2025「がっかり」ドラマ大賞TOP5

 大河ドラマに朝の連ドラ、民放各局による話題作に異色作まで。今年もさまざまなドラマが誕生し、善かれあしかれ世をにぎわせてきた。そこで、30代~60代の男女1000人にアンケート。2025年の「がっかり」ドラマは何ですか?

 漫画家でドラマウォッチャーのカトリーヌあやこさんと共に、ランキングを発表しよう。

謎が多すぎてついていけなくなった?

2025年11月3日、ドラマ『ちょっとだけエスパー』撮影に参加した大泉洋

 がっかりドラマのランキング。ワースト5は─。

 5位は『ちょっとだけエスパー』(テレビ朝日系)。

「エスパーとしては中途半端な物語だった」(神奈川県・67歳・男性)、「都合よく進む展開に飽きがきた。コメディー色が強すぎ」(愛知県・33歳・男性)、「設定は面白いのに内容がふざけすぎ」(大阪府・49歳・男性)と、25票。

 ヒットメーカーの野木亜紀子脚本、主演は大泉洋と、人気者を集めたものの、

「花を咲かせたり動物と話せたり、緩い超能力者の話かと思っていたら、地球が滅ぶようなシリアス展開になって驚き」とカトリーヌさん。イメージしていた物語とのギャップに戸惑った、と振り返る。

*データ:*

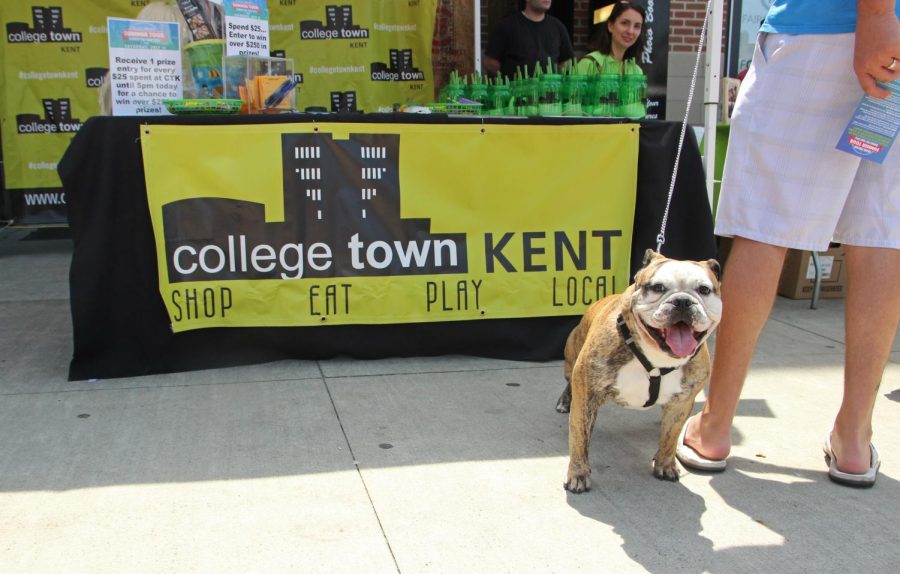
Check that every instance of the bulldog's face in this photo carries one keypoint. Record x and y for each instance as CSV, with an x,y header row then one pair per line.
x,y
677,304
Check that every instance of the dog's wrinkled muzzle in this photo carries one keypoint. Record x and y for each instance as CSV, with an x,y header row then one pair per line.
x,y
680,339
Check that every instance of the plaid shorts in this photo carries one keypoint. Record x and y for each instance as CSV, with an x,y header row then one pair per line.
x,y
784,182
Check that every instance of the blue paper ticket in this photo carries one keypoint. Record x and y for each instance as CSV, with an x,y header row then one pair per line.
x,y
874,126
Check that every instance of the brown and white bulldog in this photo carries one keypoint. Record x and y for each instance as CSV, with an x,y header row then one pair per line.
x,y
643,347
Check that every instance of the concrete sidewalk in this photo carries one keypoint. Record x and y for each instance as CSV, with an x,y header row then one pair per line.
x,y
447,464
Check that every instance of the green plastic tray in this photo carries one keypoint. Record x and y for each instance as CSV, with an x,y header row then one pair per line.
x,y
203,106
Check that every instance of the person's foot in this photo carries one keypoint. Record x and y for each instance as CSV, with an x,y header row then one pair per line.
x,y
865,479
853,456
695,453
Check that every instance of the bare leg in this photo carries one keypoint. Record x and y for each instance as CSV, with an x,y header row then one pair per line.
x,y
748,292
872,311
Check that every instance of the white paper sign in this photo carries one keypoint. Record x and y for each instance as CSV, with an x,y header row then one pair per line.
x,y
826,264
246,28
144,66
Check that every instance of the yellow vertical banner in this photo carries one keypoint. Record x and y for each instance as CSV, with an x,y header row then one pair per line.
x,y
344,223
54,56
357,55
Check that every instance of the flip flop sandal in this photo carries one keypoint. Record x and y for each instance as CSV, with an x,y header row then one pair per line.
x,y
864,480
690,458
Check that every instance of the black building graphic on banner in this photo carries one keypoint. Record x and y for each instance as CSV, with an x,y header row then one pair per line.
x,y
400,68
337,193
338,25
343,102
46,26
57,118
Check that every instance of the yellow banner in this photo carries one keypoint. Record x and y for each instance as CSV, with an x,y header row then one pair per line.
x,y
332,223
354,54
54,58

*作業指示:*
抜粋のうち、「謎が多すぎてついていけなくなった?」を含む語句から始めて「ぎ」(大阪府・49歳・男性)と、25票。」の後で止め、その範囲を一字一句違えずに書き写してください。 このリストは抜粋の内容とは無関係です。

*回答:*
謎が多すぎてついていけなくなった?

2025年11月3日、ドラマ『ちょっとだけエスパー』撮影に参加した大泉洋

 がっかりドラマのランキング。ワースト5は─。

 5位は『ちょっとだけエスパー』(テレビ朝日系)。

「エスパーとしては中途半端な物語だった」(神奈川県・67歳・男性)、「都合よく進む展開に飽きがきた。コメディー色が強すぎ」(愛知県・33歳・男性)、「設定は面白いのに内容がふざけすぎ」(大阪府・49歳・男性)と、25票。